▼▼▼

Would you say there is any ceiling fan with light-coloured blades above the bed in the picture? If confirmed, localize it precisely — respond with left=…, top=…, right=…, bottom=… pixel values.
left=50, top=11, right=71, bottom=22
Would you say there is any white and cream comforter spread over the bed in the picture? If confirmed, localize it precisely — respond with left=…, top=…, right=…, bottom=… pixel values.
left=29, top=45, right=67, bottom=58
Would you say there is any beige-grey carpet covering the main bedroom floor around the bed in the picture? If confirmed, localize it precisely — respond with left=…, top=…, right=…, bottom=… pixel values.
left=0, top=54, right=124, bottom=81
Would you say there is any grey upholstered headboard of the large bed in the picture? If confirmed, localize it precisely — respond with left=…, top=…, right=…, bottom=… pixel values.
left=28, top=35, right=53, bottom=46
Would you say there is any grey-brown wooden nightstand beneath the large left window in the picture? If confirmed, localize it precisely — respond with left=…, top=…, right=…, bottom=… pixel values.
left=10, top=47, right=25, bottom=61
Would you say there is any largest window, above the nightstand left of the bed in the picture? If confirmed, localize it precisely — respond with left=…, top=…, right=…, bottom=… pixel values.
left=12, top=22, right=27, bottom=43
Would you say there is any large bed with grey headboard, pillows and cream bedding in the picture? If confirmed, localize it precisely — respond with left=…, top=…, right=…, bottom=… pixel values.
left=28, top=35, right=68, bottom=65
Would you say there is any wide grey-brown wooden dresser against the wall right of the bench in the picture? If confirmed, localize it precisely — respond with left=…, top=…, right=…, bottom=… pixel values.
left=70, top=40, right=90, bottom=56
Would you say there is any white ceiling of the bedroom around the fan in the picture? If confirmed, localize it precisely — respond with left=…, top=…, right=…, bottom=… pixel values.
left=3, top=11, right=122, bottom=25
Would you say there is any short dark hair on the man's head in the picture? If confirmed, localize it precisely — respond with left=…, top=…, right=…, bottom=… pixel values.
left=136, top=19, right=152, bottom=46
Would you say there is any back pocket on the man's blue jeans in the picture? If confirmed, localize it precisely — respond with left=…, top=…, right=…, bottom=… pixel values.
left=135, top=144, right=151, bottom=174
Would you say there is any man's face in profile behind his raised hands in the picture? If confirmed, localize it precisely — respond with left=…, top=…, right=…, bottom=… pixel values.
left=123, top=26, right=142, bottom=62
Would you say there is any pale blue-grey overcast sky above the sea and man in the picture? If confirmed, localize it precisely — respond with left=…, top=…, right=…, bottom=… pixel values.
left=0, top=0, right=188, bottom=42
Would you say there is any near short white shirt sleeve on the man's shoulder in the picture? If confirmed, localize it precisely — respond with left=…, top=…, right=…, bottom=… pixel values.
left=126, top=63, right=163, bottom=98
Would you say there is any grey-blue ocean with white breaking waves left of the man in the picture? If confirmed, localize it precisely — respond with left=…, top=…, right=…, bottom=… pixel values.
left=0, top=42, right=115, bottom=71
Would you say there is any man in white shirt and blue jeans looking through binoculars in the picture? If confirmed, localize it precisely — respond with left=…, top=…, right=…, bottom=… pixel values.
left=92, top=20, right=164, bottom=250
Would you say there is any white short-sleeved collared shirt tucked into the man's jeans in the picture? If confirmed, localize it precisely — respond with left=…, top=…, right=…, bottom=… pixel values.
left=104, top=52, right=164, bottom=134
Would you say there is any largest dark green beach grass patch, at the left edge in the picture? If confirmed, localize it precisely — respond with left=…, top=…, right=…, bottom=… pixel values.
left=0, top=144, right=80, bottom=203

▲▲▲

> What you need to do
So that nothing is lost, transcribe each entry exactly as written.

> Written solution
Would you say there is any ceiling fan with light-coloured blades above the bed in the picture? If confirmed, localize it precisely — respond with left=…, top=…, right=…, bottom=… pixel values.
left=50, top=11, right=71, bottom=22
Would you say there is any white and cream comforter spread over the bed in the picture? If confirmed, localize it precisely — respond with left=…, top=…, right=…, bottom=… pixel values.
left=29, top=45, right=67, bottom=58
Would you say there is any beige-grey carpet covering the main bedroom floor around the bed in the picture? If confirmed, localize it precisely — respond with left=…, top=…, right=…, bottom=… pixel values.
left=0, top=54, right=124, bottom=81
Would you say there is any grey upholstered headboard of the large bed in the picture? If confirmed, localize it precisely — respond with left=…, top=…, right=…, bottom=… pixel values.
left=28, top=35, right=53, bottom=46
Would you say there is any grey-brown wooden nightstand beneath the large left window in the picture? If confirmed, localize it precisely — respond with left=…, top=…, right=…, bottom=… pixel values.
left=10, top=47, right=25, bottom=61
Would you say there is any largest window, above the nightstand left of the bed in the picture? If confirmed, localize it precisely — respond with left=…, top=…, right=…, bottom=… pixel values.
left=12, top=22, right=27, bottom=43
Would you say there is any large bed with grey headboard, pillows and cream bedding in the picture? If confirmed, localize it precisely — respond with left=…, top=…, right=…, bottom=… pixel values.
left=28, top=35, right=68, bottom=65
Would you say there is any wide grey-brown wooden dresser against the wall right of the bench in the picture? If confirmed, localize it precisely — respond with left=…, top=…, right=…, bottom=… pixel values.
left=70, top=40, right=90, bottom=56
Would you say there is any white ceiling of the bedroom around the fan in the picture? If confirmed, localize it precisely — respond with left=…, top=…, right=…, bottom=… pixel values.
left=3, top=11, right=122, bottom=25
Would you say there is any short dark hair on the man's head in the picture? If confirmed, localize it precisely — respond with left=…, top=…, right=…, bottom=… pixel values.
left=136, top=19, right=152, bottom=46
Would you say there is any back pocket on the man's blue jeans in the picture? If confirmed, localize it precisely — respond with left=…, top=…, right=…, bottom=… pixel values.
left=135, top=144, right=151, bottom=174
Would you say there is any man's face in profile behind his raised hands in the picture? If confirmed, localize it precisely — respond with left=…, top=…, right=…, bottom=… pixel values.
left=123, top=26, right=142, bottom=62
Would you say there is any pale blue-grey overcast sky above the sea and man in the picture? If confirmed, localize it precisely — respond with left=…, top=…, right=…, bottom=… pixel values.
left=0, top=0, right=188, bottom=42
Would you say there is any near short white shirt sleeve on the man's shoulder in the picture? If confirmed, localize it precisely — respond with left=…, top=…, right=…, bottom=… pixel values.
left=126, top=63, right=163, bottom=98
Would you say there is any grey-blue ocean with white breaking waves left of the man in the picture? If confirmed, localize it precisely — respond with left=…, top=…, right=…, bottom=… pixel values.
left=0, top=42, right=115, bottom=71
Would you say there is any man in white shirt and blue jeans looking through binoculars in the picture? If confirmed, localize it precisely — respond with left=…, top=…, right=…, bottom=… pixel values.
left=92, top=20, right=164, bottom=250
Would you say there is any white short-sleeved collared shirt tucked into the man's jeans in the picture? If confirmed, localize it precisely — respond with left=…, top=…, right=…, bottom=… pixel values.
left=104, top=52, right=164, bottom=134
Would you say there is any largest dark green beach grass patch, at the left edge in the picture? If confirmed, localize it precisely — respond with left=…, top=…, right=…, bottom=… pixel values.
left=0, top=144, right=80, bottom=203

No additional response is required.